** WORK REQUIRED **
Rewrite the records below, swapping every "positive clicks" for "foreground clicks" and leaving everything else untouched.

• • • • • • •

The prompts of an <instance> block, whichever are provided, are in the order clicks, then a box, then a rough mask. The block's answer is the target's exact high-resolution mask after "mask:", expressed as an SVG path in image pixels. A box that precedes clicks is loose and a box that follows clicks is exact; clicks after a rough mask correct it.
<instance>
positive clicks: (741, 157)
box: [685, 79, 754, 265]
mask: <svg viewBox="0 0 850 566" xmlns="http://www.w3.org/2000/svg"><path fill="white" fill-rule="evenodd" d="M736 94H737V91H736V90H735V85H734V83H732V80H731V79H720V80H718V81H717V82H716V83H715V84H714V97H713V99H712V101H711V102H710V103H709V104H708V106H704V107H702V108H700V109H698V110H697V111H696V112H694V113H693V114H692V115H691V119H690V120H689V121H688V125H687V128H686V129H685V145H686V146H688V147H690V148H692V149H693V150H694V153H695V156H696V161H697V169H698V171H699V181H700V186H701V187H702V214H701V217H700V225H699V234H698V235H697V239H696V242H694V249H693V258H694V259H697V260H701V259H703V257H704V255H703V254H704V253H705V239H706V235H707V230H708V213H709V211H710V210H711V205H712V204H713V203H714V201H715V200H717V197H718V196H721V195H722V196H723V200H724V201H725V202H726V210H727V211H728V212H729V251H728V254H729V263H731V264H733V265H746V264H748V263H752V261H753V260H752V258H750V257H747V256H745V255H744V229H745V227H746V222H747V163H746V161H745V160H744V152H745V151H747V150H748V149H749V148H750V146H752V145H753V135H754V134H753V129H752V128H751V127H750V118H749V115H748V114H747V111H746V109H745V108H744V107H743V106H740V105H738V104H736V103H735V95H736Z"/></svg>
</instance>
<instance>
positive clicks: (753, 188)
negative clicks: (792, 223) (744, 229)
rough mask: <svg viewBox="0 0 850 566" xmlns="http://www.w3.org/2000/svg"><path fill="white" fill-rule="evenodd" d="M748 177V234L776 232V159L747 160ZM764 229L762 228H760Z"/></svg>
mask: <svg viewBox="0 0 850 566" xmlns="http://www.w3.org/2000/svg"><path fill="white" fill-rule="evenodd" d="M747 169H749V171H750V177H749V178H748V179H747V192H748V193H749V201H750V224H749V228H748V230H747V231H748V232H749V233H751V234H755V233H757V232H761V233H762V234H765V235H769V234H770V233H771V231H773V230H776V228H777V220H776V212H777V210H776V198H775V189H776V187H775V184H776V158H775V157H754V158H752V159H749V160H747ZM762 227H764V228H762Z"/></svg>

• • • • • • •

** ANSWER TO THIS EXERCISE **
The prompts of an <instance> block, whichever are provided, are in the order clicks, then a box, then a rough mask. The block's answer is the target's exact high-resolution mask after "mask:", expressed as an SVG path in image pixels. A box that precedes clicks is loose and a box that follows clicks is exact; clicks after a rough mask correct it.
<instance>
foreground clicks: (741, 157)
box: [685, 79, 754, 265]
mask: <svg viewBox="0 0 850 566" xmlns="http://www.w3.org/2000/svg"><path fill="white" fill-rule="evenodd" d="M736 94H737V91H736V90H735V85H734V83H732V80H731V79H720V80H718V81H717V82H716V83H715V84H714V97H713V99H712V101H711V102H710V103H709V104H708V106H704V107H702V108H700V109H698V110H697V111H696V112H694V113H693V114H692V115H691V119H690V120H689V121H688V125H687V128H686V129H685V145H686V146H688V147H690V148H692V149H693V150H694V153H695V156H696V161H697V169H698V171H699V181H700V186H701V187H702V214H701V217H700V225H699V234H698V235H697V239H696V242H694V249H693V258H694V259H697V260H701V259H703V257H704V255H703V254H704V253H705V239H706V235H707V230H708V213H709V211H710V210H711V205H712V204H713V203H714V201H715V200H717V197H718V196H721V195H722V196H723V200H724V201H725V202H726V210H727V211H728V212H729V251H728V254H729V263H731V264H733V265H746V264H748V263H752V261H753V260H752V258H750V257H747V256H745V255H744V229H745V227H746V222H747V163H746V161H745V160H744V152H745V151H747V150H748V149H749V148H750V146H752V145H753V135H754V134H753V129H752V128H751V127H750V118H749V115H748V114H747V111H746V109H745V108H744V107H743V106H740V105H738V104H736V103H735V95H736Z"/></svg>
</instance>
<instance>
foreground clicks: (753, 188)
negative clicks: (792, 223) (744, 229)
rough mask: <svg viewBox="0 0 850 566" xmlns="http://www.w3.org/2000/svg"><path fill="white" fill-rule="evenodd" d="M748 177V234L776 232V159L747 160ZM764 229L762 228H760Z"/></svg>
mask: <svg viewBox="0 0 850 566" xmlns="http://www.w3.org/2000/svg"><path fill="white" fill-rule="evenodd" d="M747 169H749V171H750V177H749V178H748V179H747V192H748V193H749V201H750V224H749V228H748V230H747V231H748V232H749V233H751V234H755V233H757V232H761V233H762V234H765V235H769V234H770V233H771V231H773V230H776V228H777V220H776V212H777V210H776V198H775V189H776V187H775V184H776V158H775V157H754V158H752V159H749V160H747ZM762 227H764V228H762Z"/></svg>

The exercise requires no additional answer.